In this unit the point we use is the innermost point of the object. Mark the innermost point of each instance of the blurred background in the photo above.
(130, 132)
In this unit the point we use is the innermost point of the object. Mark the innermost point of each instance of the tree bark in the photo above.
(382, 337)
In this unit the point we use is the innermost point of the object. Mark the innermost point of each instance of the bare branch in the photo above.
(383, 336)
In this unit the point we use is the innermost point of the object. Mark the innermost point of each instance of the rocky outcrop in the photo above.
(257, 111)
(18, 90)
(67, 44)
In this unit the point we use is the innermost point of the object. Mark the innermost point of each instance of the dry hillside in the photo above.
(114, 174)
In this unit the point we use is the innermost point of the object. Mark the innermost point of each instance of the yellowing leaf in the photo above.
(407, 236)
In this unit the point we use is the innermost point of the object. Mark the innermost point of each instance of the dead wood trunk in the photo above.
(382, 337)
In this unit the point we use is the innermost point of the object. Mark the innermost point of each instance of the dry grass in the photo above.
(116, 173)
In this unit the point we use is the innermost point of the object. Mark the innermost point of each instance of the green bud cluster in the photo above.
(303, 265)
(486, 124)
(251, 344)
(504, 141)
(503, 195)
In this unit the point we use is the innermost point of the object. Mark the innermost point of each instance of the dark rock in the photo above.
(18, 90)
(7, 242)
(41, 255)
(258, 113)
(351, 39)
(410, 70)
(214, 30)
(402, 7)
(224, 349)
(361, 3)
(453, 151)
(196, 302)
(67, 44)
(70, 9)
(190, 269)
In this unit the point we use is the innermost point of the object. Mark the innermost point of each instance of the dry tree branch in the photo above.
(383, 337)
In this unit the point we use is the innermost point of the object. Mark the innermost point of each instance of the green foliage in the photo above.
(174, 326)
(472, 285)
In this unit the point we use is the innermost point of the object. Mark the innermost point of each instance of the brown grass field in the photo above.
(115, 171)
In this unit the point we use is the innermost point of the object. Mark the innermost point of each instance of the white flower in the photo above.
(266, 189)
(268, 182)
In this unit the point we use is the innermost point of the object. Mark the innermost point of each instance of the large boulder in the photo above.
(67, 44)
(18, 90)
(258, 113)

☆ ☆ ☆ ☆ ☆ ☆ ☆

Required action
Write out exactly the lines from the line with "tree branch in the photo above." to the close of the listing above, including both of those lines.

Output below
In this unit the point we use is the innermost point of the object. Mark the innermost point of each instance of the dry tree branch in the photo above.
(383, 337)
In this unit the point we use is the innermost point of the object. Mark the innermost point of each instance of the green foliage in the photo above.
(174, 326)
(472, 285)
In this unit the point we use is the innermost point of the object. Mark the innermost point of each instance of the brown grass field in the photo above.
(115, 171)
In this unit the point we use is the innermost point of the object. Mark the innermost point of each instance of the white flower in the photo above.
(266, 189)
(268, 182)
In this unit the point we use is the innermost point of the object. Mark the innermost point of each instance of the large boulder in the photo above.
(67, 44)
(18, 90)
(258, 113)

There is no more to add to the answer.